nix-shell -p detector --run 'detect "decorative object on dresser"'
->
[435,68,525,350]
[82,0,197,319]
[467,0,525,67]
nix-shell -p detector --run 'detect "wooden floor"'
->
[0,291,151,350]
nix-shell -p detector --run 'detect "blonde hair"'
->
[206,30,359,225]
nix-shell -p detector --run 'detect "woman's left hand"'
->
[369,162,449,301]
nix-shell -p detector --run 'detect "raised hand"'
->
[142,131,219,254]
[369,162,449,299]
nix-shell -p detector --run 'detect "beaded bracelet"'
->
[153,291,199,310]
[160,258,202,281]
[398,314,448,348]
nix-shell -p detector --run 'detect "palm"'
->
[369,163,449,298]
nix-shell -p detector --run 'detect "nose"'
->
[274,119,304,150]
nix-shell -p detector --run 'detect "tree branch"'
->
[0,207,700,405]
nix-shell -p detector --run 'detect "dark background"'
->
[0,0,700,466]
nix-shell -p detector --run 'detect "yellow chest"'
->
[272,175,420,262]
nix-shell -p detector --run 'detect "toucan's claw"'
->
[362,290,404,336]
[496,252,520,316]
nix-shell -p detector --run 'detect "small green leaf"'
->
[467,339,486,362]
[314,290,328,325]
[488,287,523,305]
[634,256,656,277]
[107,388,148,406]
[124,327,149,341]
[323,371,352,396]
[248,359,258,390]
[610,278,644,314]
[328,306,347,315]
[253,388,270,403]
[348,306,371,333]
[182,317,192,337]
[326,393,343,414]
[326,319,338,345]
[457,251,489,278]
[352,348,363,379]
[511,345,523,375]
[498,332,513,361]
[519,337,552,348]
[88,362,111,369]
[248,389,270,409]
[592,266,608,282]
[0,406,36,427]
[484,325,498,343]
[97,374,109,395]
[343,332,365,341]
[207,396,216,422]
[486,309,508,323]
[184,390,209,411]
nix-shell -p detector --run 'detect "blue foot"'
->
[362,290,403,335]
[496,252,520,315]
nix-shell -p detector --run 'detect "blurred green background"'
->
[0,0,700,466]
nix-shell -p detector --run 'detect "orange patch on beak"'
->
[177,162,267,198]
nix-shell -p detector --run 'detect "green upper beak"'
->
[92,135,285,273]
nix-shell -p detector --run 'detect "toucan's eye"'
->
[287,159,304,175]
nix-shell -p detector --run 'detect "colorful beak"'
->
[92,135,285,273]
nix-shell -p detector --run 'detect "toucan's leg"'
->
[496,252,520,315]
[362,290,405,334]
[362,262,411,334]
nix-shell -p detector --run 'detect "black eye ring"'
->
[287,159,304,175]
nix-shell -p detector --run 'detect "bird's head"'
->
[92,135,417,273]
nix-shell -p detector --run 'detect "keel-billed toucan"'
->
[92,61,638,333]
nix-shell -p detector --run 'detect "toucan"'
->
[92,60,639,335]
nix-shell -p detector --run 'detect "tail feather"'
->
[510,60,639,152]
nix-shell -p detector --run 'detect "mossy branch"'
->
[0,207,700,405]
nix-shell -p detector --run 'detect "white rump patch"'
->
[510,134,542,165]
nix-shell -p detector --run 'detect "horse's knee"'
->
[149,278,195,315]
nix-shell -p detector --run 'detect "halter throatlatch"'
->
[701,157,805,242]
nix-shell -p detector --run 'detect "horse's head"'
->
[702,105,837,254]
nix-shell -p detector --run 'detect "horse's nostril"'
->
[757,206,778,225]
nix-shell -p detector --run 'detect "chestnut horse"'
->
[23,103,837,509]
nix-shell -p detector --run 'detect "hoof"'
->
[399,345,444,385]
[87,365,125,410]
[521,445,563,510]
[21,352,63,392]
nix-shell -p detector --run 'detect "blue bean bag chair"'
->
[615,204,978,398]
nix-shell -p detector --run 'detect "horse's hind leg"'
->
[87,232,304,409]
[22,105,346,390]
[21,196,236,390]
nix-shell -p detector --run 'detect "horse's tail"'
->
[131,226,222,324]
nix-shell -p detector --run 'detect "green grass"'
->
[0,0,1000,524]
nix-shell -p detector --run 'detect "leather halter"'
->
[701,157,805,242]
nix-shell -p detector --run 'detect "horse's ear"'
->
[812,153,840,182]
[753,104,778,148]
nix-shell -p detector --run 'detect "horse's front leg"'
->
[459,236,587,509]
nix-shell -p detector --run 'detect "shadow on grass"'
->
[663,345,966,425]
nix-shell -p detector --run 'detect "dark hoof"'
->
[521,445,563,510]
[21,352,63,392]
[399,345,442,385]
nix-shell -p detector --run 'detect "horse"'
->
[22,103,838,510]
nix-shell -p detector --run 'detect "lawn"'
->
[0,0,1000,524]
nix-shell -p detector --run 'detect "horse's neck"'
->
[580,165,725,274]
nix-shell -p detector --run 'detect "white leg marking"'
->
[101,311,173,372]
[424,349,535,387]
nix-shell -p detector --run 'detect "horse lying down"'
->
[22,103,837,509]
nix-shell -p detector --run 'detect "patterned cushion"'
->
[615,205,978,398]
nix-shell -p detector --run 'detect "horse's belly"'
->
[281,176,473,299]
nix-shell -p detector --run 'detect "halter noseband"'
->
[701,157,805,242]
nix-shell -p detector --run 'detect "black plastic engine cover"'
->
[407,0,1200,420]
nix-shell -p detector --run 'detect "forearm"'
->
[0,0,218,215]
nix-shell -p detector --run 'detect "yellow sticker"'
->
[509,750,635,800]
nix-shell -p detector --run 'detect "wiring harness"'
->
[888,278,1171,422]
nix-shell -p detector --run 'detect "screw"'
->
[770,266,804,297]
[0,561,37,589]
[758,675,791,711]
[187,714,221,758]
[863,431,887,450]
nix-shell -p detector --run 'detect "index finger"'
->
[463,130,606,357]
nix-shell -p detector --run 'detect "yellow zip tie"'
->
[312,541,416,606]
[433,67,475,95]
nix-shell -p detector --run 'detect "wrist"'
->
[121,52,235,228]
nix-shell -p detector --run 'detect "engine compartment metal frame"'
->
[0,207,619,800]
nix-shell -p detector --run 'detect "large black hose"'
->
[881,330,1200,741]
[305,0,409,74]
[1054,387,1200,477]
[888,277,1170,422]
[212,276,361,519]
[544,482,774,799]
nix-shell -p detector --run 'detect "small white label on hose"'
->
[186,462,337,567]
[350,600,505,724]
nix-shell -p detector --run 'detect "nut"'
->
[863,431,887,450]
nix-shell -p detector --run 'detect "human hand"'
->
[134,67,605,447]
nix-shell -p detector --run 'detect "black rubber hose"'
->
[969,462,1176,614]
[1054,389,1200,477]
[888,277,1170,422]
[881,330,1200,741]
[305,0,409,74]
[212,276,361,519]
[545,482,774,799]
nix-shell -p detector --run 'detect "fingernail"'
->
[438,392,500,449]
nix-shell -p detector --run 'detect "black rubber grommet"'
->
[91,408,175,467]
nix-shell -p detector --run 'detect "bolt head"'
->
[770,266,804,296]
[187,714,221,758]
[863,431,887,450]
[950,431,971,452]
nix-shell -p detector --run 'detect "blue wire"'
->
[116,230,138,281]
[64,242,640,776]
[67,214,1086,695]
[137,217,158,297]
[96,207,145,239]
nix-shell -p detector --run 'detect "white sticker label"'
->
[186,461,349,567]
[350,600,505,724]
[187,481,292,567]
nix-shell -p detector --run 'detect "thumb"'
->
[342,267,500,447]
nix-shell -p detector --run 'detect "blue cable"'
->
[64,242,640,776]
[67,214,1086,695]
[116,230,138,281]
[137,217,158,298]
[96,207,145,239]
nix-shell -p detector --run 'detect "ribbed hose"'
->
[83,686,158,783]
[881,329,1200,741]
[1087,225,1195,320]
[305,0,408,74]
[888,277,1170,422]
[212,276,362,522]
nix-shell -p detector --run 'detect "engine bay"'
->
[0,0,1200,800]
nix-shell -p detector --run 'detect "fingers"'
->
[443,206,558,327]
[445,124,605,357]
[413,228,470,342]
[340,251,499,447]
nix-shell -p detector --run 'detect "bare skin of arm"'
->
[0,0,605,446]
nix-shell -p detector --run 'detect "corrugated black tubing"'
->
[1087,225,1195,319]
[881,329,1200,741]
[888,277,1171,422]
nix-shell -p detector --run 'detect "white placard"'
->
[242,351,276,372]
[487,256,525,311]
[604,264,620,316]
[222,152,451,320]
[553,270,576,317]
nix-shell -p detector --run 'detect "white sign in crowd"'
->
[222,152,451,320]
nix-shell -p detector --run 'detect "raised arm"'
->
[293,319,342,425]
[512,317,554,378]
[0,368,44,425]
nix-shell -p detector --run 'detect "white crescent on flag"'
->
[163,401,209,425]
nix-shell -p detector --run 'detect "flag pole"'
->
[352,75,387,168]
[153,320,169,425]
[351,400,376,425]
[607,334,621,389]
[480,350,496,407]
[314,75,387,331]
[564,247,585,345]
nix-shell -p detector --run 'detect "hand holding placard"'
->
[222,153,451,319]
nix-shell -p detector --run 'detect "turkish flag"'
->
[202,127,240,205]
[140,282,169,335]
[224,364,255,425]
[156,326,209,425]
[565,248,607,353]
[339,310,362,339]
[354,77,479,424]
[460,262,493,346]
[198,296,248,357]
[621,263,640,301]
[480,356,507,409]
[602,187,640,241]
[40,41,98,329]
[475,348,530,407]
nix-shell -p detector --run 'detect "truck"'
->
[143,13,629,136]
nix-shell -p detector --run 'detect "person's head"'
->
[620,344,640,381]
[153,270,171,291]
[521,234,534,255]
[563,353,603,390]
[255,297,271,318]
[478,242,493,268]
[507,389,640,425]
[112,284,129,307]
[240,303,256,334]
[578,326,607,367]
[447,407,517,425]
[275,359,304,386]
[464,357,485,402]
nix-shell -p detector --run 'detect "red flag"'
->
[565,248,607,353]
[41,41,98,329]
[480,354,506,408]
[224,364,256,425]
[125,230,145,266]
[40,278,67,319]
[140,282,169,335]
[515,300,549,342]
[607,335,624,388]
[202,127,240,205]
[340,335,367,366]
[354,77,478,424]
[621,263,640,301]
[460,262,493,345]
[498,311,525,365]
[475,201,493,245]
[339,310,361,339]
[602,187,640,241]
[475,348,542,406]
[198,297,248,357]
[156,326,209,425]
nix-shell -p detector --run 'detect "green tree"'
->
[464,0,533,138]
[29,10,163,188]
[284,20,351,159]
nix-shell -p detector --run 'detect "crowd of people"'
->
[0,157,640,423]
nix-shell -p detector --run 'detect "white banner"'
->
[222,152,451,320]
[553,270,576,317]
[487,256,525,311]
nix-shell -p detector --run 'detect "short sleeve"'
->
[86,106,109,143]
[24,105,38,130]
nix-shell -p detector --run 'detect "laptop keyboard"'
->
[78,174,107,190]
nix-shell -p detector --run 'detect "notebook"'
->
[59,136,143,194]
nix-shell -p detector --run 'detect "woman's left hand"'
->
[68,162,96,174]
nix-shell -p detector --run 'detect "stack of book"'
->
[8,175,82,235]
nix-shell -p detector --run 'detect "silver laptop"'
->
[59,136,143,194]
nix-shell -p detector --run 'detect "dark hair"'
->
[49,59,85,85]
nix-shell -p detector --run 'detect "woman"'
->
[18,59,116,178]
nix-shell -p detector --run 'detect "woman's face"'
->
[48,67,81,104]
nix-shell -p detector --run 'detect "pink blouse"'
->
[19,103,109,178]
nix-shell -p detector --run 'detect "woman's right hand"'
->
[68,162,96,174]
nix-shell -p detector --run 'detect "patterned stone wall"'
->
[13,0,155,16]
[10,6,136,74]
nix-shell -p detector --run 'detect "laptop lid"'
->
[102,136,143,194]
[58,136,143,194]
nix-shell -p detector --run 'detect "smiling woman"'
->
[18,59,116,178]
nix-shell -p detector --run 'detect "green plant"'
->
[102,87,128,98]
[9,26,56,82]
● ● ● ● ●
WRITTEN REQUEST: Swap "dresser" for "bookshelf" in the part of the records that runs from their start through the line containing "[206,30,359,225]", and reproduce only that part with everything else unchanged.

RESPONSE:
nix-shell -p detector --run 'detect "decorative object on bookshelf"'
->
[435,68,525,350]
[82,0,197,319]
[467,0,525,67]
nix-shell -p detector --run 'detect "wooden floor"'
->
[0,291,151,350]
nix-shell -p detector --run 'detect "blonde hair"'
->
[206,30,359,225]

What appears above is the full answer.